Challenge 1
Copy out the forum question about matching table column headings with fuzzywuzzy, word for word.

-------- Passage provided

Better way to implement a Machine Learning algorit

2019-07-20 16:33发布

问题:

I am doing some web scraping. One of the problems I have run into is that the column headings of the tables I am scraping sometimes differ in their language just enough that I am trying to use fuzzywuzzy to check their 'nearness'

My program starts with a list of labels. These labels are all of the column headings from the tables I have scraped off of the web. It also requires that I assign 'normalized column headings' to at least some - these serve as the basis for the 'learning'

matched_labels_dict{label_1:value_1,label_2:value_2,label_3:value_1, . . .}

The dictionary shows that label_1 and label_3 are synonyms, label_2 is not a synonym of those but could be a synonym of some other label in the dictionary

I also have a list of un_matched_labels

un_matched_labels=[label_324,label_325,label_326, . . .]

The number suffixes are just place holders

I have a function that uses fuzzywuzzy to generate a score comparing each label in the un_matched_labels to the labels in the matched_labels_dict. If the max_score of the matches is greater than some predetermined level (lets say 90) then the label being tested is added to the matched_labels_dict and assigned the same value that the label it matched had. So suppose I was testing label_424 in the un_matched_labels and the maximum match score of 94 occurred when it was compared to label_3, I then update the matched_labels_dict

 matched_labels_dict{label_1:value_1,label_2:value_2,label_3:value_1, label_424:value_1. . .}

Now the machine learning come into play because Suppose label_324 will have a matching score with label_424 of 91

But it has a match score for all the other labels that have value_1 as their value (label_1 and label_3) of something lower than my cutoff value (in this case 90).

----------------
-------- Data for the task

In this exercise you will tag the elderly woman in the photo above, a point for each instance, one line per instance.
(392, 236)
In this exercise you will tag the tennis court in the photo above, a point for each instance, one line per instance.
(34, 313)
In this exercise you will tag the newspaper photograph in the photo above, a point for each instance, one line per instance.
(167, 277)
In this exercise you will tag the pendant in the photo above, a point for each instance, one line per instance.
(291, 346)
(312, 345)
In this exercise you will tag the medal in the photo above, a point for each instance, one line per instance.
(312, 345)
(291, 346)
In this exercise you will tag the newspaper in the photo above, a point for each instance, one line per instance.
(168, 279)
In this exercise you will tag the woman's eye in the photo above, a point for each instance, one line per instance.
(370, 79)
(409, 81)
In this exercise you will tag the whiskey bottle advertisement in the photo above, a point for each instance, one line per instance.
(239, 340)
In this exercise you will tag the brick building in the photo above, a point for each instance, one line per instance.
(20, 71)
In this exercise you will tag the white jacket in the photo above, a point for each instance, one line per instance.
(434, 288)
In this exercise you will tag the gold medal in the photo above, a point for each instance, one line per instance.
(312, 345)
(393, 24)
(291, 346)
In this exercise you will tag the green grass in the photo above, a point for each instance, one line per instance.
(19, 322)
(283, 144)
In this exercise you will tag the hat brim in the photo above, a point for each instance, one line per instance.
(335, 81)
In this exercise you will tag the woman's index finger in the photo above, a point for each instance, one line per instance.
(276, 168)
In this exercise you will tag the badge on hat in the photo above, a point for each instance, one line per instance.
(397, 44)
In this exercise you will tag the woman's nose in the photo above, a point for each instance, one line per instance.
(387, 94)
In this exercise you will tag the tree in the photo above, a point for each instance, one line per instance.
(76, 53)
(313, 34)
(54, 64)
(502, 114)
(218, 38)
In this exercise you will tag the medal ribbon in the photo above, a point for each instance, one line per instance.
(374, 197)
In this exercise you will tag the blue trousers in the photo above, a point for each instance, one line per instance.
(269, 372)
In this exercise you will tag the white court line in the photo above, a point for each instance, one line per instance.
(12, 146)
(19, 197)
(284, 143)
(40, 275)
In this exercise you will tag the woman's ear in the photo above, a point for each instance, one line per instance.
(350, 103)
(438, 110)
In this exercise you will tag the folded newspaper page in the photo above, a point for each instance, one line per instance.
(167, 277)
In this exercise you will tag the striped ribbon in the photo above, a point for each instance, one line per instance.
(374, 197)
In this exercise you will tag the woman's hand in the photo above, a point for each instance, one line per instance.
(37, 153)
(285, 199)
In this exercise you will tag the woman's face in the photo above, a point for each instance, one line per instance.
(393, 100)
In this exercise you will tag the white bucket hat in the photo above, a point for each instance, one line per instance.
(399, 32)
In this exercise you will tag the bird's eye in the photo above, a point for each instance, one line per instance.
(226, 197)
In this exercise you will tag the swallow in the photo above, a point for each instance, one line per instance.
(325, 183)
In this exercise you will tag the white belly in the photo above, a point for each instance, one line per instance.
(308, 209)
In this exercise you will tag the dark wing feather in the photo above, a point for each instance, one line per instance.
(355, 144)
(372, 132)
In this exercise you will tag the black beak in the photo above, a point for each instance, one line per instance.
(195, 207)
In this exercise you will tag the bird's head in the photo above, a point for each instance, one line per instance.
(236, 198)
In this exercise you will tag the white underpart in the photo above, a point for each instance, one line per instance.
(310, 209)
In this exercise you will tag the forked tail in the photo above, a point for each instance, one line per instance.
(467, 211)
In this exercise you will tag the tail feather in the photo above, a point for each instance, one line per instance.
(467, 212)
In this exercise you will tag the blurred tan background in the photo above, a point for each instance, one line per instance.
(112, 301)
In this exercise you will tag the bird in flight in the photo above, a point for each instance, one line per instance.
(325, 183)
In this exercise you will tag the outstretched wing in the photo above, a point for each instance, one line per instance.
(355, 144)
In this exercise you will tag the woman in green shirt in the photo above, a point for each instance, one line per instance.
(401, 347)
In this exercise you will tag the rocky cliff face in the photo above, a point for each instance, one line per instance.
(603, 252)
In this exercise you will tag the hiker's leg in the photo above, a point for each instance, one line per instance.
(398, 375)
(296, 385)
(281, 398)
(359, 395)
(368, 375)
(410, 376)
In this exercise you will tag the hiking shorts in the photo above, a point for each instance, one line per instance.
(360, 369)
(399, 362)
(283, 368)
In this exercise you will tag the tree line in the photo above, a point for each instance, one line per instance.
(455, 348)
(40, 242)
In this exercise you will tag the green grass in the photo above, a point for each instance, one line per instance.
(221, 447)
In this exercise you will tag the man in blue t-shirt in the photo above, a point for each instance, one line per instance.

----------------

Challenge 2
Rewrite the records from the line with "In this exercise you will tag the white underpart" up to and including the last line of the records. Put "lawn" in place of "green grass" and keep everything else the same.

Final result 1
Better way to implement a Machine Learning algorit

2019-07-20 16:33发布

问题:

I am doing some web scraping. One of the problems I have run into is that the column headings of the tables I am scraping sometimes differ in their language just enough that I am trying to use fuzzywuzzy to check their 'nearness'

My program starts with a list of labels. These labels are all of the column headings from the tables I have scraped off of the web. It also requires that I assign 'normalized column headings' to at least some - these serve as the basis for the 'learning'

matched_labels_dict{label_1:value_1,label_2:value_2,label_3:value_1, . . .}

The dictionary shows that label_1 and label_3 are synonyms, label_2 is not a synonym of those but could be a synonym of some other label in the dictionary

I also have a list of un_matched_labels

un_matched_labels=[label_324,label_325,label_326, . . .]

The number suffixes are just place holders

I have a function that uses fuzzywuzzy to generate a score comparing each label in the un_matched_labels to the labels in the matched_labels_dict. If the max_score of the matches is greater than some predetermined level (lets say 90) then the label being tested is added to the matched_labels_dict and assigned the same value that the label it matched had. So suppose I was testing label_424 in the un_matched_labels and the maximum match score of 94 occurred when it was compared to label_3, I then update the matched_labels_dict

 matched_labels_dict{label_1:value_1,label_2:value_2,label_3:value_1, label_424:value_1. . .}

Now the machine learning come into play because Suppose label_324 will have a matching score with label_424 of 91

But it has a match score for all the other labels that have value_1 as their value (label_1 and label_3) of something lower than my cutoff value (in this case 90).

Final result 2
In this exercise you will tag the white underpart in the photo above, a point for each instance, one line per instance.
(310, 209)
In this exercise you will tag the forked tail in the photo above, a point for each instance, one line per instance.
(467, 211)
In this exercise you will tag the tail feather in the photo above, a point for each instance, one line per instance.
(467, 212)
In this exercise you will tag the blurred tan background in the photo above, a point for each instance, one line per instance.
(112, 301)
In this exercise you will tag the bird in flight in the photo above, a point for each instance, one line per instance.
(325, 183)
In this exercise you will tag the outstretched wing in the photo above, a point for each instance, one line per instance.
(355, 144)
In this exercise you will tag the woman in green shirt in the photo above, a point for each instance, one line per instance.
(401, 347)
In this exercise you will tag the rocky cliff face in the photo above, a point for each instance, one line per instance.
(603, 252)
In this exercise you will tag the hiker's leg in the photo above, a point for each instance, one line per instance.
(398, 375)
(296, 385)
(281, 398)
(359, 395)
(368, 375)
(410, 376)
In this exercise you will tag the hiking shorts in the photo above, a point for each instance, one line per instance.
(360, 369)
(399, 362)
(283, 368)
In this exercise you will tag the tree line in the photo above, a point for each instance, one line per instance.
(455, 348)
(40, 242)
In this exercise you will tag the lawn in the photo above, a point for each instance, one line per instance.
(221, 447)
In this exercise you will tag the man in blue t-shirt in the photo above, a point for each instance, one line per instance.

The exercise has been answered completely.